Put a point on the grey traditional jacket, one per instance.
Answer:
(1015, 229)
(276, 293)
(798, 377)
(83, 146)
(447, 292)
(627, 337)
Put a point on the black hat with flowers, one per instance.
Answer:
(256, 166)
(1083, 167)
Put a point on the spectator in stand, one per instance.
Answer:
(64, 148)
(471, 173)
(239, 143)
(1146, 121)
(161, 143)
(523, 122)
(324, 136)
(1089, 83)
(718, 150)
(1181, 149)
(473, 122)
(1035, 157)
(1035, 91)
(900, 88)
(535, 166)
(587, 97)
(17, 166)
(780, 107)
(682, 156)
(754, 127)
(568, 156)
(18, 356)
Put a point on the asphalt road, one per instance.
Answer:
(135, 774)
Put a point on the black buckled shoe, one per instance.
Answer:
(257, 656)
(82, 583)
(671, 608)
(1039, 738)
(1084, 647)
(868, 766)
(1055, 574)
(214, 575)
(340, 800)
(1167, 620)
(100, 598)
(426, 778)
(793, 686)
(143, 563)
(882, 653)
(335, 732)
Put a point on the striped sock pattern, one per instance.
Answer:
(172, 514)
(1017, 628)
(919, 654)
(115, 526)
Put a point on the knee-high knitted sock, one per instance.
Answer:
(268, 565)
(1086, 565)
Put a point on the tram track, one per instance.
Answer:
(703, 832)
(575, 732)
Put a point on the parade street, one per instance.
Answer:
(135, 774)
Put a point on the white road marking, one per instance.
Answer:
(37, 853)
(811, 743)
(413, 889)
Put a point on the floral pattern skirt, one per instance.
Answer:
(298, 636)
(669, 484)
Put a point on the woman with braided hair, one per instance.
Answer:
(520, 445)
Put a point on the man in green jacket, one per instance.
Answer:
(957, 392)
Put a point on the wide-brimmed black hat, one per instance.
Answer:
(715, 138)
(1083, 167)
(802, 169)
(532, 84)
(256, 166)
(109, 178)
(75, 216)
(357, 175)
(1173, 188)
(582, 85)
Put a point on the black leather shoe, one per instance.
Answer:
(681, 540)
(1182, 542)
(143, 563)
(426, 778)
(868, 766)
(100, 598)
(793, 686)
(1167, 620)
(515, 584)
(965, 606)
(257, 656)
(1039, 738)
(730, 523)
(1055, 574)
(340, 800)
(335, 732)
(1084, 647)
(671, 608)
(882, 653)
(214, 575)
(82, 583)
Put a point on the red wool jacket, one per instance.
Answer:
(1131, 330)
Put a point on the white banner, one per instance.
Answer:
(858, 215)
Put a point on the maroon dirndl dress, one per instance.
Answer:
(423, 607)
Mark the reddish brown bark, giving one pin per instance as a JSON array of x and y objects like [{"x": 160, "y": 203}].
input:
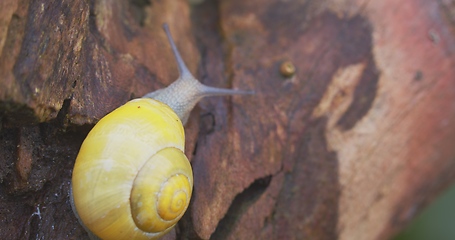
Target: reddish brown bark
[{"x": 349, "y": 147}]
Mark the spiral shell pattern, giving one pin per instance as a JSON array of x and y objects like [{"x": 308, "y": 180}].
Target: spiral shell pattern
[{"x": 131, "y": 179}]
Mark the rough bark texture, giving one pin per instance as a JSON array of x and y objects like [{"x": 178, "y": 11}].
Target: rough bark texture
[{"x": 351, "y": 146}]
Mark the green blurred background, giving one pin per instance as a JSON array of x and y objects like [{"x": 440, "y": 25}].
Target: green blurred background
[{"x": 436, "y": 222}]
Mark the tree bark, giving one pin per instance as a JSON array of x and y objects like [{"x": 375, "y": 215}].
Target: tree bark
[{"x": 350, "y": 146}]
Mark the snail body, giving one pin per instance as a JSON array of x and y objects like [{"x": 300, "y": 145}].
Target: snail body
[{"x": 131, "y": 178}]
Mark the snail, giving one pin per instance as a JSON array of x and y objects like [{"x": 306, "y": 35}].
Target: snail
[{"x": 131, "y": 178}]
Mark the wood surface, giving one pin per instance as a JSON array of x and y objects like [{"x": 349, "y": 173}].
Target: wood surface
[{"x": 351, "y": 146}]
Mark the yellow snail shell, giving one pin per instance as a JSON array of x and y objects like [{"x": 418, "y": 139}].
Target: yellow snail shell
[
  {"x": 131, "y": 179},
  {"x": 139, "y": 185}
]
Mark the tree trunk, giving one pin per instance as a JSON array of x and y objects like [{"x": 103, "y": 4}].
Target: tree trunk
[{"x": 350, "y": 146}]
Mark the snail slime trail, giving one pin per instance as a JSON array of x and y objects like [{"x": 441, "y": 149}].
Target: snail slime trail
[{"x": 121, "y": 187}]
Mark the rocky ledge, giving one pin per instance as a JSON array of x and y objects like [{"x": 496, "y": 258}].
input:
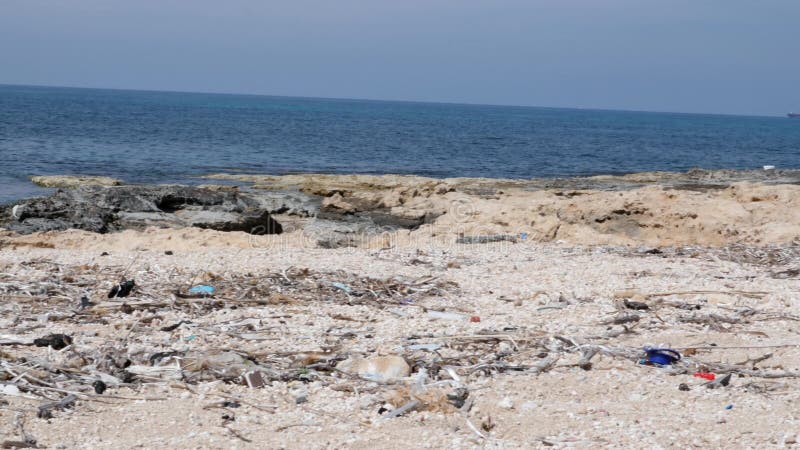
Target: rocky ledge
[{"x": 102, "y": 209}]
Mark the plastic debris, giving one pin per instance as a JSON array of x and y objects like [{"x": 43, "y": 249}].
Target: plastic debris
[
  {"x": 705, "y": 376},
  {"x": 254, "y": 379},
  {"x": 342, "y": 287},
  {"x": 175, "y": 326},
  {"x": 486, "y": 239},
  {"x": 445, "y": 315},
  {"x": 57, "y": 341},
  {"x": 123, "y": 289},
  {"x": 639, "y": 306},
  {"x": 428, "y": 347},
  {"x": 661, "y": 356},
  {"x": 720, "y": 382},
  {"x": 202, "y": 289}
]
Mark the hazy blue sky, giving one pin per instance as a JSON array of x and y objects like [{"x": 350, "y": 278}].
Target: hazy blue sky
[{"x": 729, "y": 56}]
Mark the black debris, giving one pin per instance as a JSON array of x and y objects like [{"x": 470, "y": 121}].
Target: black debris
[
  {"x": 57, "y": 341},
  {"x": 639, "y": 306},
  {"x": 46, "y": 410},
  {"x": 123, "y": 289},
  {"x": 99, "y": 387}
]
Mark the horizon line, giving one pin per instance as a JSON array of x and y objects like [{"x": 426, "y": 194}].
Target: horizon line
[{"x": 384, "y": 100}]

課題の指示:
上の行を一つ残らず、一字一句変えずに繰り返してください。画像は答えに入れないでください。

最終回答:
Put a point on the grey traditional jacket, one per instance.
Answer:
(1015, 229)
(276, 293)
(798, 377)
(83, 146)
(447, 292)
(627, 337)
Put a point on the black hat with flowers, one per instance.
Answer:
(256, 166)
(1083, 167)
Put a point on the spectator in stand, one per instance.
Answer:
(64, 148)
(471, 173)
(239, 143)
(1146, 121)
(161, 143)
(523, 122)
(324, 136)
(1089, 83)
(718, 150)
(1181, 149)
(473, 122)
(1035, 157)
(1035, 91)
(900, 88)
(535, 166)
(587, 97)
(17, 166)
(780, 107)
(682, 156)
(754, 127)
(568, 156)
(18, 356)
Put a point on the asphalt road, one per instance.
Answer:
(135, 774)
Put a point on the black buckled shoe, one per instance.
Answer:
(257, 656)
(82, 583)
(671, 608)
(1039, 738)
(1084, 647)
(868, 766)
(1055, 574)
(214, 575)
(340, 800)
(1167, 620)
(100, 598)
(426, 778)
(793, 686)
(143, 563)
(882, 653)
(335, 732)
Put a point on the striped sock pattern, one per instance.
Answer:
(172, 514)
(1017, 628)
(919, 654)
(115, 526)
Put a point on the knee-high knitted sock, one per instance.
Answer:
(268, 565)
(1086, 565)
Put a point on the tram track, one per instance.
Answer:
(703, 832)
(575, 732)
Put a point on the parade street, one per instance.
Answer:
(135, 774)
Put a point on the white road marking, one per instance.
Answer:
(37, 853)
(811, 743)
(413, 889)
Put a point on the floral pattern skirt, one per instance.
Answer:
(298, 636)
(669, 484)
Put a point on the woman with braided hair, one per instance.
Answer:
(520, 445)
Put a point on the man in green jacket, one per instance.
Answer:
(957, 392)
Put a point on the wide-brimmed black hat, one per instance.
Answer:
(715, 138)
(1083, 167)
(802, 169)
(532, 84)
(256, 166)
(109, 178)
(75, 216)
(357, 175)
(1173, 188)
(582, 85)
Put a point on the black leather shoe, one per instance.
Answer:
(681, 540)
(1182, 542)
(143, 563)
(426, 778)
(868, 766)
(100, 598)
(793, 686)
(1167, 620)
(515, 584)
(965, 606)
(257, 656)
(1039, 738)
(730, 523)
(1055, 574)
(340, 800)
(335, 732)
(1084, 647)
(671, 608)
(882, 653)
(214, 575)
(82, 583)
Put a point on the red wool jacket, one per instance.
Answer:
(1131, 330)
Put a point on the white banner, one per instance.
Answer:
(858, 215)
Put a point on the maroon dirndl dress, one per instance.
Answer:
(423, 607)
Mark the reddish brown bark, giving one pin per instance as a JSON array of x and y objects like [{"x": 160, "y": 203}].
input:
Target: reddish brown bark
[{"x": 349, "y": 147}]
Mark the spiral shell pattern, giving one pin per instance as a JSON array of x and y objects like [{"x": 308, "y": 180}].
Target: spiral shell pattern
[{"x": 131, "y": 179}]
Mark the rough bark texture, giving one pin per instance as a JSON array of x and y objects like [{"x": 178, "y": 11}].
Target: rough bark texture
[{"x": 351, "y": 146}]
Mark the green blurred background, giving one pin per instance as a JSON array of x and y objects like [{"x": 440, "y": 25}].
Target: green blurred background
[{"x": 436, "y": 222}]
Mark the tree bark, giving one pin per instance as a JSON array of x and y objects like [{"x": 375, "y": 215}].
Target: tree bark
[{"x": 350, "y": 146}]
Mark the snail body, giving one pin per instance as a JSON array of x and y objects like [{"x": 300, "y": 145}].
Target: snail body
[{"x": 131, "y": 178}]
Mark the snail, giving one pin per instance as a JSON array of x and y objects like [{"x": 306, "y": 35}].
Target: snail
[{"x": 131, "y": 178}]
Mark the wood surface, giving one pin per instance as a JSON array of x and y objects like [{"x": 349, "y": 173}].
Target: wood surface
[{"x": 351, "y": 146}]
Mark the yellow snail shell, giving one pin per instance as a JSON array of x and y objects like [{"x": 418, "y": 139}].
Target: yellow snail shell
[
  {"x": 131, "y": 179},
  {"x": 139, "y": 185}
]
Mark the tree trunk, giving one pin per instance as a JSON array of x and y objects like [{"x": 103, "y": 4}].
Target: tree trunk
[{"x": 350, "y": 146}]
Mark the snail slime trail, giving one pin per instance as a JSON array of x and y objects like [{"x": 441, "y": 149}].
Target: snail slime trail
[{"x": 121, "y": 187}]
Mark the rocky ledge, giving one pin per instance as a JSON array of x and y objects like [{"x": 496, "y": 258}].
input:
Target: rocky ledge
[{"x": 102, "y": 209}]
Mark the plastic debris, giving one pin per instance as a JSON array of x and y objects like [{"x": 43, "y": 249}].
Target: plastic debris
[
  {"x": 705, "y": 376},
  {"x": 254, "y": 379},
  {"x": 342, "y": 287},
  {"x": 175, "y": 326},
  {"x": 486, "y": 239},
  {"x": 445, "y": 315},
  {"x": 57, "y": 341},
  {"x": 123, "y": 289},
  {"x": 639, "y": 306},
  {"x": 428, "y": 347},
  {"x": 661, "y": 356},
  {"x": 720, "y": 382},
  {"x": 202, "y": 289}
]
Mark the hazy blue sky, giving one pin per instance as a JSON array of x and y objects like [{"x": 350, "y": 278}].
Target: hazy blue sky
[{"x": 729, "y": 56}]
Mark the black debris, giving one pin per instance as a JSON array of x and y objects like [{"x": 470, "y": 121}].
Target: black debris
[
  {"x": 57, "y": 341},
  {"x": 639, "y": 306},
  {"x": 46, "y": 410},
  {"x": 123, "y": 289},
  {"x": 99, "y": 387}
]
Mark the horizon line, giving one pin per instance as a JSON array of x and y objects like [{"x": 426, "y": 194}].
Target: horizon line
[{"x": 384, "y": 100}]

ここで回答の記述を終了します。